SOURCE PASSAGE:
-.-.-

A village would challenge another village to a game, and the two villages would then negotiate a day and place for the match. After the Spanish missions were established, the games usually took place on a Sunday afternoon, from about noon until dark. The two teams kicked a small ball (not much bigger than a musket ball), made by wrapping buckskin around dried mud, trying to hit the goalpost. The single goalpost was triangular, flat, and taller than it was wide, on a long post (Bushnell described it, based on a drawing in a Spanish manuscript, as "like a tall, flat Christmas tree with a long trunk"). There were snail shells, a nest and a stuffed eagle on top of the goalpost. Benches, and sometimes arbors to shade them, were placed at the edges of the field for the two teams. Spectators gambled heavily on the games. As the Apalachee did not normally use money, their bets were made with personal goods. [5]

Each team consisted of 40 to 50 men. The best players were highly prized, and villages gave them houses, planted their fields for them, and overlooked their misdeeds in an effort to keep such players on their teams. Players scored one point if they hit the goalpost with the ball, and two points if the ball landed in the nest. Eleven points won the game. Play was rough: players would pile on fallen players, walk on them, kick them, including in the face, pull on arms and legs and stuff dirt in each other's mouths. Players were told to die before letting go of the ball. They would try to hide the ball in their mouths; other players would choke them or kick them in the stomach to force the ball out. Arms and legs were broken. Players laid out on the ground would be revived by a bucket of cold water. There were occasional deaths. According to Father Paiva, five games in a row had ended in riots. [6]

The origin of the games was the subject of an elaborate mythology. The giving of challenges for a game and the erection of goalposts and players' benches involved rituals and ceremonies, "superstitions" and "sorceries," in the view of Father Pavia. The Apalachee expanded the superstitions to include Christian elements; after losing two games in a row, one village decided that was because their mission church was closed during the games. Players also asked priests to make the sign of the cross over pileups during a game. [7]


The Apalachee had a relatively dense population and a complex, highly stratified society and regional chiefdom. [8] They were part of the Mississippian culture and an expansive regional trade network reaching to the Great Lakes. Their reputation was such that when tribes in southern Florida first encountered the Pánfilo de Narváez expedition, they said the riches which the Spanish sought could be found in Apalachee country.

The "Appalachian" place-name is derived from the Narváez Expedition's encounter in 1528 with the Tocobaga, who spoke of a country named Apalachen far to the north. [9] Several weeks later the expedition entered the territory of Apalachee north of the Aucilla River. Eleven years later the Hernando de Soto expedition reached the main Apalachee town of Anhaica, somewhere in the area of present-day Tallahassee, Florida, probably near Lake Miccosukee. [10] The Spanish subsequently adapted the Native American name as Apalachee and applied it to the coastal region bordering Apalachee Bay, as well as to the tribe which lived in it. Narváez's expedition first entered Apalachee territory on June 15, 1528. "Appalachian" is the fourth-oldest surviving European place-name in the U.S. [11] The name and term Appalachia is also linked to the tribe. The Yamasee Tribe had links into the mountain South. It also appears the Apalachee also had such trade and family links farther north, likely linked to Cherokee, Catawba, and other tribes.

-.-.-

DATA EXCERPTS:
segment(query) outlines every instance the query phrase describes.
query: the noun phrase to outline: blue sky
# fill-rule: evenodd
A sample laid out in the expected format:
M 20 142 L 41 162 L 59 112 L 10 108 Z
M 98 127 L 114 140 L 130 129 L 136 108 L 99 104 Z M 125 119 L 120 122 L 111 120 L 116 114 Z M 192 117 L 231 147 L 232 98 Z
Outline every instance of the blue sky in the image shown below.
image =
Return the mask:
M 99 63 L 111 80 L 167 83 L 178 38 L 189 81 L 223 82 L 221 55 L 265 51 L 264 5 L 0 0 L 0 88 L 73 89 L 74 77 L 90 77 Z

-.-.-

TASK SET:
• a. In the Apalachee passage, how many men made up each team in the ball game?
• b. Summarize the Apalachee passage in two sentences.
• c. In the Apalachee passage, swap "dense" for "large" and write out the passage between "The Apalachee had" and "in Apalachee country.", inclusive.

ANSWERS FOR THE EXERCISE:
• a. Each team had 40 to 50 men.

• b. In the Apalachee ball game, village teams of 40 to 50 men kicked a small ball at a single goalpost in rough play that broke limbs and occasionally caused deaths, while spectators gambled heavily and rituals surrounding the games came to include Christian elements. The Apalachee had a dense, highly stratified society, and the "Appalachian" place-name derives from the Narváez expedition's 1528 encounter with the Tocobaga, who spoke of a country named Apalachen far to the north.

• c.
The Apalachee had a relatively large population and a complex, highly stratified society and regional chiefdom. [8] They were part of the Mississippian culture and an expansive regional trade network reaching to the Great Lakes. Their reputation was such that when tribes in southern Florida first encountered the Pánfilo de Narváez expedition, they said the riches which the Spanish sought could be found in Apalachee country.